> **Written request**: Reproduce the passage on Speech First's challenge to the Texas State harassment policy word for word, starting at "Speech First contends" and ending at "on the merits.".

--- begin Page ---

But according to Speech First, Texas State University has adopted a harassment policy that reflects the opposite principle—and thus conflicts not only with basic pedagogical principles, but also the First Amendment.
Rather than welcome debate, the University prohibits "unwelcome verbal" or "written … conduct." The policy does not define what is "unwelcome," nor what constitutes "verbal" or "written" "conduct." But it appears to forbid speech that some individuals or groups could find uncomfortable—namely, speech about "race, color, national origin, age, sex, religion, disability, veterans' status, sexual orientation, gender identity, or gender expression" that some "reasonable person" could find "offensive" or "hostile."
Speech First contends that this policy will be used to target politically disfavored speech on sensitive topics like abortion, immigration, racial preferences in educational admissions, and transgender ideology. So it brought this suit challenging the policy under the First Amendment.
The district court agreed with Speech First's constitutional concerns. The court noted that Texas State had a "real problem," and that the policy had "critical First Amendment issues," because it would stifle "unpopular opinions" and prevent "students from providing their viewpoint to other students." The court even went so far as to say the policy would create "a communist society." In sum, Texas State was "going to lose" on the merits.
But the district court nevertheless refused to issue a preliminary injunction. Instead, the court pressured Texas State officials to amend the policy. University officials vigorously defended the policy before the district court—and continue to do so to this day. But counsel for the University eventually relented and reluctantly amended its policy. The district court then dismissed Speech First's motion as moot.
We disagree with the ruling below that the University's change of policy renders the request for a preliminary injunction moot….
Speech First is a national membership organization that represents students at Texas State University who wish to voice their perspectives on abortion, immigration, the use of race in educational admissions, homosexuality, and gender identity. Two students believe that abortion and illegal immigration are wrong, that it's racist to take race into account in educational admissions, and that the "gender spectrum" is fictional. A third student agrees with these views and additionally believes that marriage is between a man and a woman. All three students want to engage in "lively, fearless debate and deliberation" with their classmates on these topics. But they fear that they will be disciplined under Texas State's harassment policy. So they reluctantly self-censor….
Texas State argues that Speech First lacks standing to challenge its policy, because the policy doesn't actually prohibit the students from saying what they would like to say, and there's no substantial threat of future enforcement. We disagree. In Speech First, Inc. v. Fenves (5th Cir. 2020), this court concluded that Speech First had standing to sue on behalf of students challenging a speech code at the University of Texas at Austin. We see no reason to reach a different conclusion here….
Texas State contends that the request for a preliminary injunction is moot because the University has voluntarily amended the challenged policy.

--- end Page ---
--- begin Dataset section ---

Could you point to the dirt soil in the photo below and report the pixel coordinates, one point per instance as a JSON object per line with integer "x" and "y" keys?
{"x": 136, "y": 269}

--- end Dataset section ---

> **Task response**:
Speech First contends that this policy will be used to target politically disfavored speech on sensitive topics like abortion, immigration, racial preferences in educational admissions, and transgender ideology. So it brought this suit challenging the policy under the First Amendment.
The district court agreed with Speech First's constitutional concerns. The court noted that Texas State had a "real problem," and that the policy had "critical First Amendment issues," because it would stifle "unpopular opinions" and prevent "students from providing their viewpoint to other students." The court even went so far as to say the policy would create "a communist society." In sum, Texas State was "going to lose" on the merits.